**** RECORDS FOR THIS EXERCISE ****
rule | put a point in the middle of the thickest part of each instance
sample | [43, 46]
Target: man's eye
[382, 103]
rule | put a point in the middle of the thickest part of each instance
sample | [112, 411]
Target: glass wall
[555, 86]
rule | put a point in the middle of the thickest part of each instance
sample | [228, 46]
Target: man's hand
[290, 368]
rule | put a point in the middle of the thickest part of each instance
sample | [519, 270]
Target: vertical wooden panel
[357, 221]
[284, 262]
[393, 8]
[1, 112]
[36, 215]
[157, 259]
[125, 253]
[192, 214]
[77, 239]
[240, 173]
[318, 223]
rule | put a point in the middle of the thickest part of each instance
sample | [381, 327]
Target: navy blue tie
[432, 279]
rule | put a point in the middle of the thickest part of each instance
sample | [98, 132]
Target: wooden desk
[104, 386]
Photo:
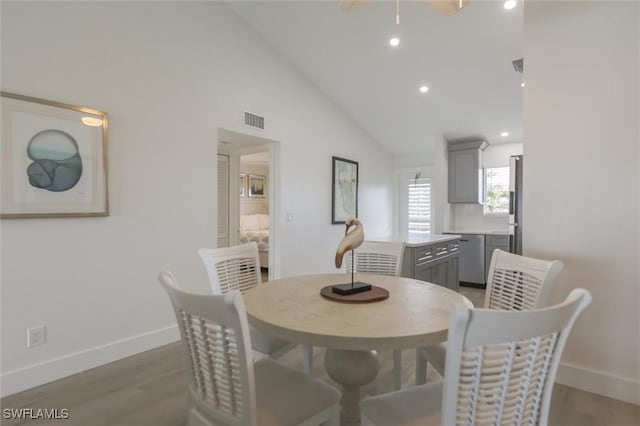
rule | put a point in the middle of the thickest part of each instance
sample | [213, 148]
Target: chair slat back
[517, 283]
[381, 258]
[232, 268]
[501, 365]
[215, 335]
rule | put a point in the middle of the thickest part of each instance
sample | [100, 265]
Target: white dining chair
[514, 283]
[382, 258]
[238, 268]
[224, 386]
[500, 370]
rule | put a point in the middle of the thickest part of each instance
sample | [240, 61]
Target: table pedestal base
[351, 369]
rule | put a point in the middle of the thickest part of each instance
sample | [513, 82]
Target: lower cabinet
[493, 242]
[435, 263]
[453, 281]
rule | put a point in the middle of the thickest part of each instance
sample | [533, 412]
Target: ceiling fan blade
[447, 7]
[351, 5]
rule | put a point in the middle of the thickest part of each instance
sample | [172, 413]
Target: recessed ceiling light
[510, 4]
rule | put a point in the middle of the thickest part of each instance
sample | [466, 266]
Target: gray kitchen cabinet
[453, 280]
[493, 242]
[465, 171]
[436, 263]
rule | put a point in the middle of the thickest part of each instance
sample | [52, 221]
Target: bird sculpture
[351, 241]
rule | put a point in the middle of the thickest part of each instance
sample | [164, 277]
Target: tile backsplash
[471, 217]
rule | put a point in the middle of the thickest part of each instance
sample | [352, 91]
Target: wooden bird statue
[351, 241]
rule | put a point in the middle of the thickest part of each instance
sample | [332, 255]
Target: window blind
[419, 206]
[497, 190]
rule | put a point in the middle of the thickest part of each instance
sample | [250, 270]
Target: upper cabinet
[465, 171]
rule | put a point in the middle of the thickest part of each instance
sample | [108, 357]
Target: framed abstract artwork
[243, 185]
[53, 159]
[256, 186]
[344, 192]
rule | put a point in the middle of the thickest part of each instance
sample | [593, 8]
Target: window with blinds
[419, 206]
[496, 188]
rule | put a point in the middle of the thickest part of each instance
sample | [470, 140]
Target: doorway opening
[246, 201]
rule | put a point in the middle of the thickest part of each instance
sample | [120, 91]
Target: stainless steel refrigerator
[515, 204]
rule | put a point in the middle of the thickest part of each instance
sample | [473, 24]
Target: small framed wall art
[256, 186]
[344, 191]
[53, 159]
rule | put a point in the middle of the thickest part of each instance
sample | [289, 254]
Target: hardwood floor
[150, 389]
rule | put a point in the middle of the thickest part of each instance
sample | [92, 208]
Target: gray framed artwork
[344, 191]
[53, 159]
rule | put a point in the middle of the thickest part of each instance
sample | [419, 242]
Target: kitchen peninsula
[433, 258]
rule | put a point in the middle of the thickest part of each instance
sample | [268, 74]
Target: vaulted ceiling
[465, 60]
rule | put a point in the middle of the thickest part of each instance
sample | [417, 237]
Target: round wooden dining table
[415, 314]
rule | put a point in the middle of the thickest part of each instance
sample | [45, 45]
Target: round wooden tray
[376, 294]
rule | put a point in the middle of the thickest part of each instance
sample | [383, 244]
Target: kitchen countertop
[429, 239]
[471, 232]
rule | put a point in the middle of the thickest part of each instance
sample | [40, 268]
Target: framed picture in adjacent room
[53, 159]
[243, 185]
[344, 192]
[256, 186]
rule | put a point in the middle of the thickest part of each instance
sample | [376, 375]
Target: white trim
[599, 382]
[56, 368]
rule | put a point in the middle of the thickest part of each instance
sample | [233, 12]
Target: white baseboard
[44, 372]
[599, 382]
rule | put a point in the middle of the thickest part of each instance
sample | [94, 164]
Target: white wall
[471, 217]
[581, 175]
[168, 75]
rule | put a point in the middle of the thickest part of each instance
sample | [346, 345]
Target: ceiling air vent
[253, 120]
[518, 65]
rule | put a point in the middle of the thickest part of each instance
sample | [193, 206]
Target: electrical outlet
[35, 336]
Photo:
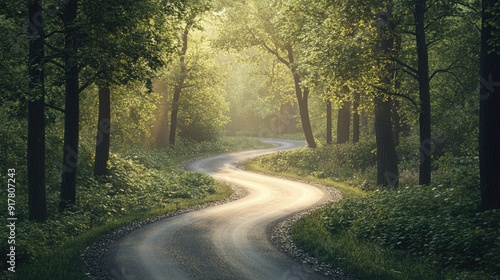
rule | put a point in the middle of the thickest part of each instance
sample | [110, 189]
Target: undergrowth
[140, 181]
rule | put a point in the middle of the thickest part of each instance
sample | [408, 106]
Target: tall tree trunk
[344, 123]
[356, 119]
[489, 124]
[329, 124]
[179, 86]
[387, 161]
[103, 132]
[426, 147]
[36, 115]
[72, 107]
[396, 119]
[302, 100]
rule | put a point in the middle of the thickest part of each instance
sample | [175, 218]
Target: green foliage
[441, 222]
[338, 162]
[145, 181]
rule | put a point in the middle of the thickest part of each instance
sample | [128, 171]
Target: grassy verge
[67, 263]
[143, 183]
[345, 189]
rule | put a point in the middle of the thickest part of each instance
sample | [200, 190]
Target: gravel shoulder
[97, 257]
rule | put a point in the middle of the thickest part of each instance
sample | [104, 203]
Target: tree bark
[426, 145]
[387, 161]
[329, 123]
[489, 123]
[356, 119]
[103, 132]
[302, 100]
[36, 115]
[179, 86]
[72, 107]
[344, 123]
[396, 119]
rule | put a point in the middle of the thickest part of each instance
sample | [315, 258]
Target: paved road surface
[229, 241]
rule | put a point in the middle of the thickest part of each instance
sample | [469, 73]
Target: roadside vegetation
[412, 232]
[142, 183]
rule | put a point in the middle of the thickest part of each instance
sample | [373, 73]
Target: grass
[145, 183]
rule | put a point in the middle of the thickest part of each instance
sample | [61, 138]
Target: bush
[441, 222]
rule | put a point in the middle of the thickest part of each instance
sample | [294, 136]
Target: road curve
[229, 241]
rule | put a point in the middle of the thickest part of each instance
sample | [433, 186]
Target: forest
[397, 101]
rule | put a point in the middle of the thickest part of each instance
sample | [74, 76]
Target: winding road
[229, 241]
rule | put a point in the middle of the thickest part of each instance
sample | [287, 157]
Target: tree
[489, 126]
[344, 123]
[387, 160]
[103, 131]
[425, 94]
[274, 34]
[36, 114]
[72, 104]
[180, 84]
[112, 60]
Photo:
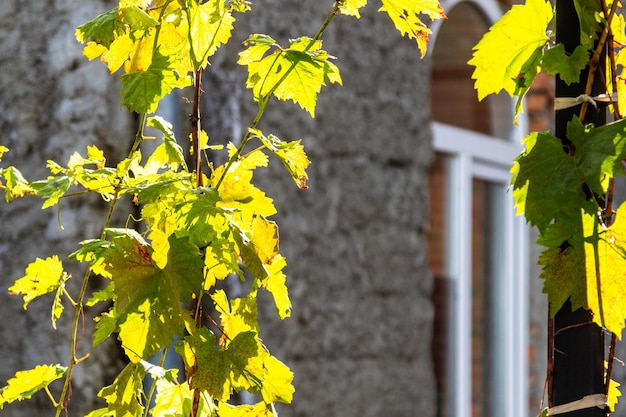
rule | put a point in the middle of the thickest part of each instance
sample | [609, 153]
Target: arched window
[478, 248]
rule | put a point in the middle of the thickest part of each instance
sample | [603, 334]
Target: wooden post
[578, 343]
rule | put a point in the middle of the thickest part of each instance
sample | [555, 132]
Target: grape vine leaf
[614, 393]
[563, 270]
[605, 260]
[42, 277]
[405, 17]
[275, 283]
[296, 73]
[26, 383]
[15, 184]
[567, 66]
[507, 57]
[260, 409]
[598, 152]
[277, 383]
[141, 91]
[237, 316]
[351, 7]
[124, 396]
[210, 26]
[545, 181]
[291, 154]
[169, 152]
[218, 370]
[147, 309]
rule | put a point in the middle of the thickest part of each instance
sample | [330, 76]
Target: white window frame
[471, 156]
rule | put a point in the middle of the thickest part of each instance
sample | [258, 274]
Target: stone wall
[52, 103]
[359, 338]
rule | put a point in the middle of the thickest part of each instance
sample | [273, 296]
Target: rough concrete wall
[359, 338]
[52, 101]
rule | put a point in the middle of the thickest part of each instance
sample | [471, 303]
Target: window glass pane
[443, 291]
[487, 361]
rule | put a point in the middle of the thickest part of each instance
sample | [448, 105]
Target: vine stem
[263, 101]
[595, 59]
[62, 404]
[64, 398]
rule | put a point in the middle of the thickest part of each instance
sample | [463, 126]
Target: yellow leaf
[143, 4]
[26, 383]
[277, 383]
[118, 52]
[351, 7]
[42, 277]
[93, 50]
[605, 261]
[141, 57]
[257, 410]
[405, 17]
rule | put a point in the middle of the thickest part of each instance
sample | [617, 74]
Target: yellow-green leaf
[605, 261]
[351, 7]
[296, 73]
[507, 57]
[275, 283]
[259, 409]
[210, 26]
[277, 381]
[405, 17]
[291, 154]
[42, 277]
[26, 383]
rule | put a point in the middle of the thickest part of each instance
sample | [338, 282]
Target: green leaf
[142, 91]
[297, 73]
[125, 396]
[210, 26]
[42, 277]
[546, 184]
[147, 308]
[16, 185]
[219, 371]
[169, 153]
[237, 316]
[605, 262]
[291, 154]
[26, 383]
[139, 22]
[614, 393]
[598, 152]
[351, 7]
[101, 412]
[567, 66]
[260, 409]
[507, 57]
[405, 17]
[172, 400]
[102, 30]
[51, 189]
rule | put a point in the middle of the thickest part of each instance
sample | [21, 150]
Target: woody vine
[202, 223]
[565, 185]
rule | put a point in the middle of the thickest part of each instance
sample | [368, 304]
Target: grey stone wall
****
→ **YOUR ASSIGNMENT**: Please reproduce exactly and only the lines from the first line of the records through the line containing "sample | [100, 265]", both included, omitting any pictures.

→ **OUTPUT BELOW**:
rule | put a point in the middle of the thickest part of each instance
sample | [43, 46]
Target: man's eye
[382, 103]
rule | put a point in the middle of the thickest part of each instance
sample | [112, 411]
Target: glass wall
[555, 86]
rule | put a point in the middle of the thickest part of each instance
sample | [228, 46]
Target: man's hand
[290, 368]
rule | put a point in the middle of the thickest part of each instance
sample | [519, 270]
Target: vertical wooden panel
[357, 221]
[284, 262]
[393, 8]
[1, 112]
[36, 215]
[157, 259]
[125, 253]
[192, 214]
[77, 239]
[240, 173]
[318, 223]
rule | put a point in the middle of the thickest part of each instance
sample | [381, 327]
Target: navy blue tie
[432, 279]
rule | put a point in the middle of the thickest part of each instance
sample | [98, 132]
Target: wooden desk
[104, 386]
Photo:
rule | put a point in the middle of the thickest part of each instance
sample | [213, 148]
Target: chair slat back
[517, 283]
[381, 258]
[232, 268]
[501, 365]
[215, 335]
rule | put a point in the middle of the thickest part of each instance
sample | [100, 265]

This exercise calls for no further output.